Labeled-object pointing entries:
┏━━

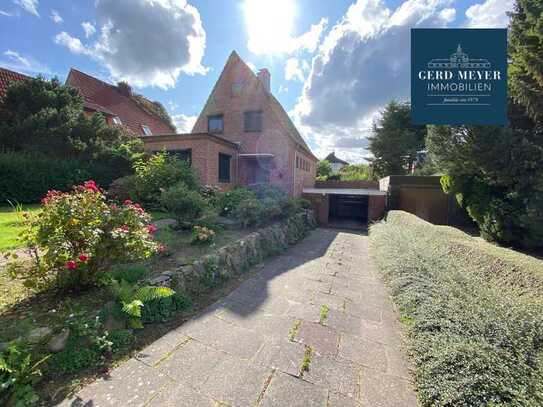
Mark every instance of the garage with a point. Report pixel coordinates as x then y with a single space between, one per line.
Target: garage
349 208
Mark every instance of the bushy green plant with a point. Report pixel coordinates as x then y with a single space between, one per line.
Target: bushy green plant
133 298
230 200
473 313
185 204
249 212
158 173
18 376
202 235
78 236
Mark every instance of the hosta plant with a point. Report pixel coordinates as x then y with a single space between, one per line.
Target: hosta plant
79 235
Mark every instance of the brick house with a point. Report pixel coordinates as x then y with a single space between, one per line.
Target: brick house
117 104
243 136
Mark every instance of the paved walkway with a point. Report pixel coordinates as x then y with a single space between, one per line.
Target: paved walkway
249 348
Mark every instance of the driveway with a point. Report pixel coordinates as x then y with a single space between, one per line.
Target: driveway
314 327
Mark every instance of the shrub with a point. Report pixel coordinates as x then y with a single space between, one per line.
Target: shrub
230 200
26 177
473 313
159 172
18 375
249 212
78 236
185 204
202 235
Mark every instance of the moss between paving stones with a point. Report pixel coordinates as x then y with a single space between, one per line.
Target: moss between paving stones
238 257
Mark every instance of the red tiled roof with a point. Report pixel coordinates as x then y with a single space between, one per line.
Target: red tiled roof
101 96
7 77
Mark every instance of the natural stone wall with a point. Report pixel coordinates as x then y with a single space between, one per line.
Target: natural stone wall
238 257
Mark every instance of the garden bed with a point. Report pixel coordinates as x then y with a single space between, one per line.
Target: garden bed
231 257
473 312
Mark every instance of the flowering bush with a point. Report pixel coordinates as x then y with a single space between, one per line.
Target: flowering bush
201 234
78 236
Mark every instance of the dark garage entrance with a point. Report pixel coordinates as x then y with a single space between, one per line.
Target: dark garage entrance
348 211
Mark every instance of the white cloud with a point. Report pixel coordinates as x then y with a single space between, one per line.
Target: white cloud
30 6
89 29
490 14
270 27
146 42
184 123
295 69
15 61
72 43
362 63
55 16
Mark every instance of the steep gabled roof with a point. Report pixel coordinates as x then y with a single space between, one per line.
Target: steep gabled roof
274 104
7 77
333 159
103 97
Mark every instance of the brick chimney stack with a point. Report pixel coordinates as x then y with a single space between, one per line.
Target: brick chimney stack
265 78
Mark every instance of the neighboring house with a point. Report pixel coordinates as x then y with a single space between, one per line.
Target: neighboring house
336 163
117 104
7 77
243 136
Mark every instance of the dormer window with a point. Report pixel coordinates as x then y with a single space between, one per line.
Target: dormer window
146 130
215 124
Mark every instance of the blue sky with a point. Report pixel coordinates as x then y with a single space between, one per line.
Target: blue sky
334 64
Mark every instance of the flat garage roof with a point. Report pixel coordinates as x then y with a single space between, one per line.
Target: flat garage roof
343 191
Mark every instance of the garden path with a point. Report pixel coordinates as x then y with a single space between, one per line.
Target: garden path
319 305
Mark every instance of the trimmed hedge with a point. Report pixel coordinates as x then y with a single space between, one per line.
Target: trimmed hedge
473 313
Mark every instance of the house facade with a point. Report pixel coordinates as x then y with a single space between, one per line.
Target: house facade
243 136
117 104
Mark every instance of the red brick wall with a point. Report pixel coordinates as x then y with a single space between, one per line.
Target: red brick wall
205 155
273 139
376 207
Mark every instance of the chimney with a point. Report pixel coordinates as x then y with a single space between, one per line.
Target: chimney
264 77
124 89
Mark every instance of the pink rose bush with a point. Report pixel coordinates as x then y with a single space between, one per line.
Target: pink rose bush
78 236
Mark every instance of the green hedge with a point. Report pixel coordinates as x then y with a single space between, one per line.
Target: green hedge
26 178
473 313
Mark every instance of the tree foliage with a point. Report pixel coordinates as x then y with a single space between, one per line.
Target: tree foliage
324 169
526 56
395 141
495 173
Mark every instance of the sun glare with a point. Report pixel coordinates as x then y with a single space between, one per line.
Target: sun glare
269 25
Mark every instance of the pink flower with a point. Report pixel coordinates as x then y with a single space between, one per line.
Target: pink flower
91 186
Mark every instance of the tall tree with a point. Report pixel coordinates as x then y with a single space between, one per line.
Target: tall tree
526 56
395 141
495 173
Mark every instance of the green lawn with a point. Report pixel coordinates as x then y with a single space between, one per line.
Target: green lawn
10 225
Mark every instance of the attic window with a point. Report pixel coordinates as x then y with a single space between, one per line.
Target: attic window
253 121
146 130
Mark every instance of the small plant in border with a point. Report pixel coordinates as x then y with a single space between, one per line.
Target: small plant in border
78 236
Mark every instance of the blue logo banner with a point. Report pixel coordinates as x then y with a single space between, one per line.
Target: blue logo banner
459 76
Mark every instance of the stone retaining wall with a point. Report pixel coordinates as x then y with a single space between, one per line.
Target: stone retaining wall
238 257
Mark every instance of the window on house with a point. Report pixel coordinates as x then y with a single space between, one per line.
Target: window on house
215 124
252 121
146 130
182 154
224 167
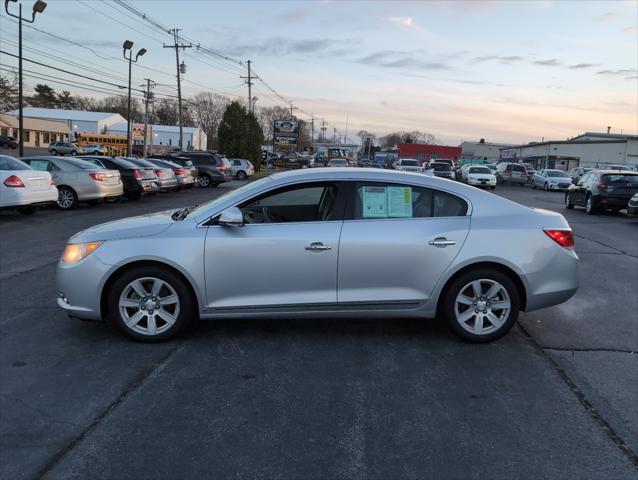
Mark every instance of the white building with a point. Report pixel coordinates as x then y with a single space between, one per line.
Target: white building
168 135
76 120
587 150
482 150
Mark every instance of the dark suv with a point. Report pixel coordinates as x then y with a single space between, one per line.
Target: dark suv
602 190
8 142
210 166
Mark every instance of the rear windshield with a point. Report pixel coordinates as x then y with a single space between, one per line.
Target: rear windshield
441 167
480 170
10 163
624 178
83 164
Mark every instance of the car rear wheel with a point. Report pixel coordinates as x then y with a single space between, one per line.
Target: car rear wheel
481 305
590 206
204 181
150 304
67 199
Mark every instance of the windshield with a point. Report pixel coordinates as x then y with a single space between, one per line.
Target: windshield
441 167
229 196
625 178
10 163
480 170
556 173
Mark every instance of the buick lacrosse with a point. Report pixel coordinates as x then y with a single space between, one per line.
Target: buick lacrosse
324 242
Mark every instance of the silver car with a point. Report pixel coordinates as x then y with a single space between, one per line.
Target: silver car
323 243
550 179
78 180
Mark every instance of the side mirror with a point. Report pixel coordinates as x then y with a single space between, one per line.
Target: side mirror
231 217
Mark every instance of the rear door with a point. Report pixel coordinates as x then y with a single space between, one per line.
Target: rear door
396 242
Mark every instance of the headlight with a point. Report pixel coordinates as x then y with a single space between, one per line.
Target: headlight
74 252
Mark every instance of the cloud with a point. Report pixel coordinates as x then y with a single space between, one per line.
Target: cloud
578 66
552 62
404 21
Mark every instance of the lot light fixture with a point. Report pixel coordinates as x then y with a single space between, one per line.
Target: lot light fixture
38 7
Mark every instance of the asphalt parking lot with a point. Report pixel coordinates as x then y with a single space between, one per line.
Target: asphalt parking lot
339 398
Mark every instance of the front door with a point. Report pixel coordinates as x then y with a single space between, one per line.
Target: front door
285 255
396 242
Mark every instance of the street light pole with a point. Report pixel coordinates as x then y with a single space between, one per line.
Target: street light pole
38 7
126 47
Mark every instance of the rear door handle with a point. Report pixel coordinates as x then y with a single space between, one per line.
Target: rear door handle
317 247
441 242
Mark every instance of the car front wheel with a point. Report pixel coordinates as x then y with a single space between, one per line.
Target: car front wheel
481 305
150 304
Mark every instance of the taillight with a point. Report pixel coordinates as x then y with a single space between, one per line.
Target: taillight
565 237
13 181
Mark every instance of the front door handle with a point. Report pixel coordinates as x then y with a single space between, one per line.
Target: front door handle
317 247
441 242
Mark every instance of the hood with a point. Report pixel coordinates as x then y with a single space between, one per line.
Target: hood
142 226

┗━━

Required work:
Replicate the material above verbatim; images stay out of the copy.

Correct output:
Mark every instance of the garage with a point. Report pixel coordinates as x then y with a single space between, one per line.
Target: garage
349 208
Mark every instance of the bushy green plant with a point. Report pixel coordinates as x then y with a single space between, one per line.
Target: bushy green plant
133 298
230 200
473 313
185 204
249 212
158 173
18 376
202 235
78 236
Mark every instance of the hosta plant with a point. Report pixel coordinates as x then y with a single space between, one per line.
Target: hosta plant
79 235
Mark every instance of the brick house with a point. Report pixel coordinates as x then y with a single space between, one per line.
Target: brick house
117 104
243 136
Mark every instance of the paved walkway with a point. Report pixel coordinates as x then y with a single space between, one per line.
Target: paved walkway
249 348
Mark every instance of the driveway with a point. Report pixel coordinates as x then y with a single space between, one per line.
Target: driveway
314 327
Mark every instance of the shrub with a point. Report pixel coordinates as x then y with a single space between, one per line.
Target: shrub
230 200
26 177
473 313
159 172
18 375
249 212
78 236
185 204
202 235
Mark every instance of the moss between paving stones with a point. Report pixel coordinates as x then y with a single space between, one per line.
Target: moss between paving stones
238 257
Mark every instance of the red tiled roof with a point. Report pixel coordinates as x then y with a single space between, one per line.
Target: red tiled roof
101 96
7 77
Mark every instance of the natural stone wall with a point. Report pixel coordinates as x then y with a single space between, one per line.
Target: natural stone wall
238 257
Mark every instance of the garden bed with a point. Report pixel coordinates as x then y with a single space between, one per line.
Target: garden bed
231 257
473 312
Mark every instance of the flowering bush with a point. Report pixel coordinates as x then y with a single space between, one per line.
Target: flowering bush
201 234
78 236
Mark every instance of the dark garage entrance with a point. Report pixel coordinates as x then y with a single space between, one per line.
Target: dark garage entrance
348 211
Mark every instance of the white cloud with a point. Report pixel coordinates as x then y with a single space between, one per line.
Target: white cloud
30 6
89 29
490 14
270 27
146 42
184 123
295 69
15 61
72 43
362 63
55 16
Mark every instance of the steep gabled roof with a point. Report pixel coordinates as x then y with a single space between, one per line.
Target: steep gabled roof
274 104
7 77
333 159
103 97
Mark every instance of the brick chimney stack with a point. Report pixel coordinates as x then y with a single space between, one per line.
Target: brick chimney stack
265 78
Mark every instance of the neighboring house with a point. Report pixel coordinates as x then y with a single space between, one per line.
Target: neighboring house
336 163
117 104
7 77
243 136
Mark every instance of the dormer window with a point. Report pixel coordinates as x then y with a single space between, one per line.
Target: dormer window
146 130
215 124
Mark every instance of the blue sky with a point. Report pixel coordinates as x then y with a single space between, one per line.
Target: blue sky
334 64
Mark every instance of the flat garage roof with a point. Report pixel coordinates as x then y with a single space between, one per line.
Target: flat garage roof
343 191
Mark every instance of the garden path with a point. Report pixel coordinates as x then y with a single space between, one per line.
Target: garden path
319 305
Mark every instance of the trimmed hedge with a point. Report pixel coordinates as x then y with a single space between, one per line.
Target: trimmed hedge
473 313
Mark every instance of the house facade with a point. Report pixel coordinates as x then y with a single space between, one per line.
Target: house facade
243 136
117 104
Mark every instance of the red brick wall with a point. Report pixel coordinates as x then y with a single space between, one per line.
Target: red brick wall
205 155
273 139
376 207
Mark every instance of the chimney with a point. Report pixel coordinates as x then y with a single space between, one per line.
Target: chimney
264 77
124 89
Mark every instance of the pink rose bush with a point. Report pixel coordinates as x then y with a single space between, one per line.
Target: pink rose bush
78 236
Mark every instance of the green hedge with a point. Report pixel coordinates as x then y with a single space between, one per line.
Target: green hedge
26 178
473 313
Mark every instance of the tree foliage with a point. Report pixel coordinates as x then y with a single space between, one per line.
Target: tree foliage
324 169
526 56
395 141
495 173
Mark every instance of the sun glare with a point. Report pixel coordinates as x then y with a single space between, one per line.
Target: sun glare
269 25
Mark every instance of the pink flower with a point. Report pixel coordinates as x then y with a single space between, one per line.
Target: pink flower
91 186
Mark every instance of the tall tree with a point. Report pixel coordinates as x then y with a single space between, one per line.
Target: tall tree
526 56
395 141
495 173
Mark every instance of the green lawn with a point. Report pixel coordinates as x then y with a single space between, one per line.
Target: green lawn
10 225
Mark every instance of the attic window with a point. Report pixel coordinates as x then y with a single space between, one per line.
Target: attic window
253 121
146 130
Mark every instance of the small plant in border with a point. Report pixel coordinates as x then y with a single space between, one per line.
Target: small plant in border
78 236
Mark every instance of the blue logo banner with a point. Report pixel coordinates as x then y with a single space between, one per line.
Target: blue logo banner
459 76
Mark every instance of the stone retaining wall with a point. Report pixel coordinates as x then y with a single space between, one per line.
Target: stone retaining wall
238 257
Mark every instance of the window on house with a point. Report pixel coordinates as x then y with a single space between, one per line.
Target: window on house
215 124
252 121
146 130
182 154
224 167
Mark every instance of the white building with a point. Report pixel coordinates as x then y with a single space between, one per line.
Target: white building
168 135
76 120
587 150
482 150
Mark every instance of the dark suv with a point. Report pixel coordinates as x then y with a single space between, one per line.
Target: dark suv
602 190
8 142
210 166
Mark every instance of the rear windshield with a point. Report pixel coordinates as x then y with a single space between, one per line.
Target: rear windshield
441 167
480 170
10 163
624 178
83 164
Mark every instance of the car rear wheel with a point. Report pixel coordinates as x then y with a single space between, one per line.
Target: car rear wheel
481 305
590 206
204 181
150 304
67 199
Mark every instance of the windshield with a point. Report pixel coordinates as x then y with a single space between, one per line.
Target: windshield
441 167
229 196
625 178
10 163
480 170
556 173
Mark every instance of the buick lacrosse with a point. Report pixel coordinates as x then y with a single space between, one per line.
Target: buick lacrosse
324 242
Mark every instance of the silver car with a point. Report pixel coordinates as x then y with a single space between, one per line.
Target: silver car
323 243
550 179
78 180
Mark every instance of the side mirror with a point. Report pixel coordinates as x then y with a single space between, one per line.
Target: side mirror
231 217
Mark every instance of the rear door with a point. Report pixel coordinates as x then y with a single space between, one per line.
Target: rear door
396 242
Mark every instance of the headlight with a point. Report pixel coordinates as x then y with a single space between, one per line.
Target: headlight
74 252
Mark every instance of the cloud with a point. Report pixel coordinates as x then y with a single space between, one per line.
Target: cloud
578 66
552 62
404 21
Mark every instance of the lot light fixture with a point. Report pixel coordinates as x then y with a single space between, one per line.
Target: lot light fixture
38 7
Mark every instance of the asphalt parking lot with a point. Report pixel coordinates as x then y with a single space between, one per line.
Target: asphalt parking lot
339 398
Mark every instance of the front door with a point. Report pixel coordinates as x then y with a single space between, one per line.
Target: front door
285 255
396 242
Mark every instance of the street light pole with a point. Report pixel coordinates as x then y with a single space between, one per line.
Target: street light pole
38 7
126 47
Mark every instance of the rear door handle with a point. Report pixel coordinates as x then y with a single space between, one per line.
Target: rear door handle
317 247
441 242
Mark every instance of the car front wheel with a point. Report pixel coordinates as x then y with a single space between, one per line.
Target: car front wheel
481 305
150 304
Mark every instance of the taillight with a point. Report pixel coordinates as x then y with a single space between, one per line.
Target: taillight
565 237
13 181
Mark every instance of the front door handle with a point. Report pixel coordinates as x then y with a single space between, one per line.
Target: front door handle
317 247
441 242
Mark every instance of the hood with a point. Report pixel coordinates as x then y with a single space between, one per line.
Target: hood
142 226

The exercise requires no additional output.